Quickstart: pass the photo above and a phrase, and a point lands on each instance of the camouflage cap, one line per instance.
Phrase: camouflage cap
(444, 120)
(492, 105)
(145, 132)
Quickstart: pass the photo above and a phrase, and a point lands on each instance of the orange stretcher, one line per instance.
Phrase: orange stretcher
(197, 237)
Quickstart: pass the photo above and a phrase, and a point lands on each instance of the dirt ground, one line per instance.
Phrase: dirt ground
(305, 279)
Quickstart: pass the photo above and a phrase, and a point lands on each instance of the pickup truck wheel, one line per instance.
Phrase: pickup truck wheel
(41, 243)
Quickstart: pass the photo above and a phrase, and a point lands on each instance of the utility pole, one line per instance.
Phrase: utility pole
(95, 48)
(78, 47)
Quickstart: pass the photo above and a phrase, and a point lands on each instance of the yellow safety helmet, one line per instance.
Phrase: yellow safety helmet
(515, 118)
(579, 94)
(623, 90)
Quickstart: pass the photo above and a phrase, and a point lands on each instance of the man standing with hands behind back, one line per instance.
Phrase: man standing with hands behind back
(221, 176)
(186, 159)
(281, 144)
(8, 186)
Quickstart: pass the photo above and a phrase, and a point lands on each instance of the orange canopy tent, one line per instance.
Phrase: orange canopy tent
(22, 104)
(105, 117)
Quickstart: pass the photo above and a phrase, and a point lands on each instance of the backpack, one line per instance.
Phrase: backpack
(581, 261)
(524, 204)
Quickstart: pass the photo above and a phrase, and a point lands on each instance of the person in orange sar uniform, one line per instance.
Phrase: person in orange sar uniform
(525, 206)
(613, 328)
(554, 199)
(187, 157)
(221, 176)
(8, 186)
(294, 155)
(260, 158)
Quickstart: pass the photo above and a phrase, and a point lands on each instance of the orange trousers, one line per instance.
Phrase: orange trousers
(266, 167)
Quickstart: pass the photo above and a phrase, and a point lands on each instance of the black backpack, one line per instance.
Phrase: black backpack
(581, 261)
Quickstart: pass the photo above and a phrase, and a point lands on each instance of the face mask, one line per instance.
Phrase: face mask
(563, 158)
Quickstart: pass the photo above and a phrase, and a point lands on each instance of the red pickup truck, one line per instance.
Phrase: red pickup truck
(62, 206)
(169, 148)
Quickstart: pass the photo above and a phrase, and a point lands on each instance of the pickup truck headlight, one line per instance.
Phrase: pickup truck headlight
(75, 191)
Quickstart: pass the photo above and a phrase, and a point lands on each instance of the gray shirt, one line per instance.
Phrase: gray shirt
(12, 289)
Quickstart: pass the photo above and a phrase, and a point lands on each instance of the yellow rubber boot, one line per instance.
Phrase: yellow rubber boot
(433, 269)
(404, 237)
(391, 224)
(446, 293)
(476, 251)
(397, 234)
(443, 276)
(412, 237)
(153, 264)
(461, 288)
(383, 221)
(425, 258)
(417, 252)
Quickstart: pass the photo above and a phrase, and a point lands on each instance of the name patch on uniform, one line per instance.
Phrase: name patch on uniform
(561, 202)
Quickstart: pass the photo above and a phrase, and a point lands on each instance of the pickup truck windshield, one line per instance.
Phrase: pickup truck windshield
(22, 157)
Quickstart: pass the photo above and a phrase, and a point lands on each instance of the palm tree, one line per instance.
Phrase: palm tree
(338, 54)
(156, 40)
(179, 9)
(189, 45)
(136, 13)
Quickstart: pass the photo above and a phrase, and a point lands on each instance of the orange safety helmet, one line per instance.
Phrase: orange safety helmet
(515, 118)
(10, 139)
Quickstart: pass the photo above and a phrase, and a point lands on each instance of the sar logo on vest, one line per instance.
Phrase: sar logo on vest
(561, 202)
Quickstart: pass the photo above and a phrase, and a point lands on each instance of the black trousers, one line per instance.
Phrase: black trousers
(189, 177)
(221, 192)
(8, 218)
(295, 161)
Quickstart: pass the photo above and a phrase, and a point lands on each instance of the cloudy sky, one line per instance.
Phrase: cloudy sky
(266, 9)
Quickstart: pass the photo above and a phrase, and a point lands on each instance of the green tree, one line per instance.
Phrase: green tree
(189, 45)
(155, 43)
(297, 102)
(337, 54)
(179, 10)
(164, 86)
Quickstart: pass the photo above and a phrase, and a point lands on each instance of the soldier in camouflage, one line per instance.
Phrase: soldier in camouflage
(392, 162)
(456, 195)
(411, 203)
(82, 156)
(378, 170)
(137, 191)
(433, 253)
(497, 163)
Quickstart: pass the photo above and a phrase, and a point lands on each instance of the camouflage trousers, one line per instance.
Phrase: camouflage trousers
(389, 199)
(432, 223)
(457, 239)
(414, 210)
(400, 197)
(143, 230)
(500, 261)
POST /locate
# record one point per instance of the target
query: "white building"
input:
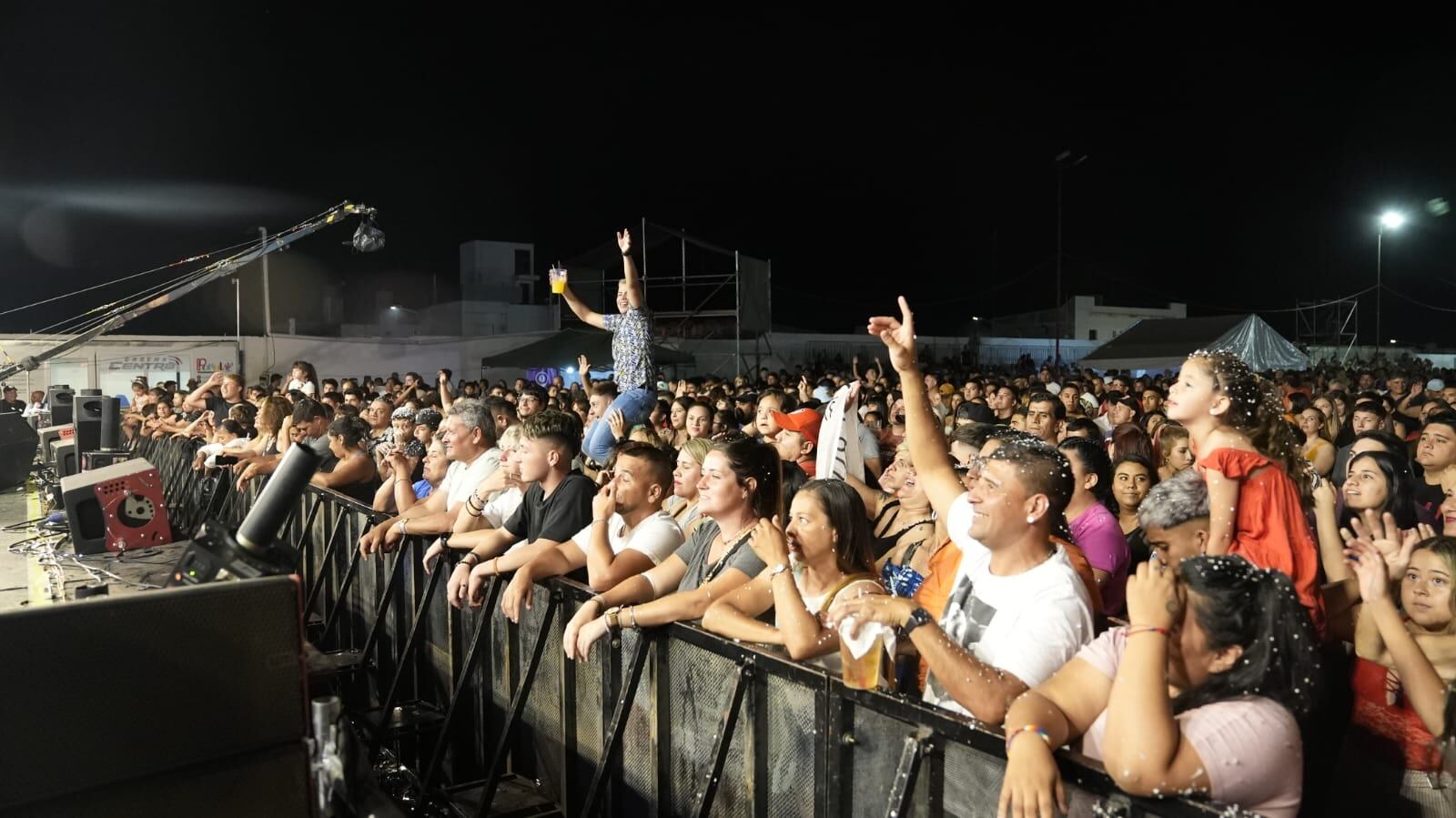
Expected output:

TASK
Copy out all of the records above word for word, leaving out the pictures.

THE ANSWER
Quickstart: pass the photo above and a phrase, and a point lands on each instance of the camouflage cap, one line per instance.
Phrase: camouflage cap
(444, 120)
(492, 105)
(145, 132)
Quickstart: pass the photo above and a phrase, and a point lands on each instance of the orange stretcher, one line per instance.
Phrase: orange stretcher
(197, 237)
Quickstart: pass the photo above and a phrase, and a point lands on each instance of the dirt ground, one line per instance.
Phrase: dirt ground
(305, 279)
Quickstart: pass the photo above and a phrase, and a point lands on each instance of the pickup truck wheel, one line per instance.
Phrase: pickup truck wheel
(41, 243)
Quickstart: pass the photo above and a phrase, and a point lands on each instance of the utility pole, one line per instance.
Phrase: utility pole
(95, 48)
(78, 47)
Quickstart: pass the photo above and a phrase, and a point lands on each instance of the yellow safety helmet, one line per instance.
Phrase: yellow safety helmet
(515, 118)
(579, 94)
(623, 90)
Quickstart: pass the photo above and a phrase, and a point lands on each instance of the man standing with hands behind back, one line per instance.
Phrase: man standing with hands behind back
(221, 176)
(186, 159)
(281, 144)
(8, 186)
Quickstart: pass the photo above and a phrase, and a point lands on each instance of the orange canopy tent, one line per instance.
Phrase: orange canopy tent
(22, 104)
(105, 117)
Quickstart: pass the photo above and a phrase, and a point lands on each instance of the backpack, one line per instance.
Phrase: backpack
(581, 261)
(524, 204)
Quickstart: pass the photo above and a phrase, and a point lands on each instance of the person in orange sar uniform, one line per instance.
Phrase: person in orange sar uniform
(525, 206)
(613, 328)
(554, 199)
(187, 157)
(221, 176)
(8, 186)
(294, 155)
(260, 158)
Quickstart: pass the photo above and a phrase, and a point lands on each instance of the orange trousers, one line per instance.
Phrase: orange trousers
(266, 167)
Quickstart: pass the photo above and a phrase, and a point lands on each instance of the black backpack, one line per instance.
Phrase: black backpack
(581, 261)
Quickstart: pass the photo above and a phrase, and a point lands on each instance of the face mask, one line per instance.
Phrase: face mask
(563, 158)
Quickstart: pass the photo above and a phrase, and a point lands on each instance of the red pickup truck, one line per instance.
Phrase: red pickup truck
(62, 206)
(169, 148)
Quickstart: pass the photo above and a phrase, and a point lands on each instance of the pickup truck headlight, one line per instance.
Phrase: pickup truck headlight
(75, 191)
Quickstart: pass the photo above and a phrase, and a point lands on each instance of the gray shirt, one line per instance.
Phrase: gray shirt
(12, 289)
Quickstart: pass the photo above and a phrase, and a point lands on each instance of the yellow rubber boot, one line per instance.
Phrase: yellow rubber boot
(433, 269)
(404, 237)
(391, 224)
(446, 293)
(476, 251)
(397, 234)
(443, 276)
(412, 237)
(153, 264)
(461, 288)
(383, 221)
(425, 258)
(417, 252)
Quickstart: pass the photo above and a phrase, and a point lands on each instance of the name patch on uniform, one line per instance.
Phrase: name patch on uniform
(561, 202)
Quickstart: pass the photo above and a phrase, and a point lands on each instance of the pickup truck windshield, one line per instance.
Phrase: pickup truck windshield
(22, 157)
Quickstart: pass the photo above and a phrase, and a point lands on each instance of the palm tree, one line per instance.
Phrase: palm tree
(338, 54)
(156, 40)
(179, 9)
(189, 45)
(136, 13)
Quickstart: pass the photo above and a phrase, and a point lands on each instance of the orange safety helmet, one line per instance.
Phrase: orange safety helmet
(515, 118)
(10, 139)
Quickstart: pass the photo above and a phrase, and a point lands on each instance of the sar logo on vest, one line per instance.
Phrase: sar logo on vest
(561, 202)
Quickstart: pass the photo above and a phrase, and a point lands on each instance of the black trousers, one line per instance.
Phrase: black trousers
(189, 177)
(221, 192)
(8, 218)
(295, 161)
Quickstart: pass the photo above and a phrase, and a point lands on each instance of the cloudy sky, one line per instance.
Phrase: cloudy sky
(266, 9)
Quickstart: pass the photo above and a phrase, and a point lands on each instance of the green tree, one line per instance.
Phrase: green tree
(189, 45)
(155, 43)
(297, 102)
(337, 54)
(179, 10)
(164, 86)
Quickstart: pass the photo above and a phrase, and a point lands on each instance of the soldier in camouflage, one line per instance.
Phrase: soldier in camouflage
(392, 162)
(456, 195)
(411, 203)
(82, 156)
(378, 170)
(137, 191)
(433, 253)
(497, 163)
Quickstart: pass the photo above and a phrase, and a point lands on each instance of the camouflage trousers, one line per instance.
Phrase: camouflage trousers
(389, 199)
(432, 223)
(457, 239)
(414, 210)
(400, 197)
(143, 230)
(500, 261)
POST /locate
# record one point per instance of the target
query: "white building"
input:
Expected output:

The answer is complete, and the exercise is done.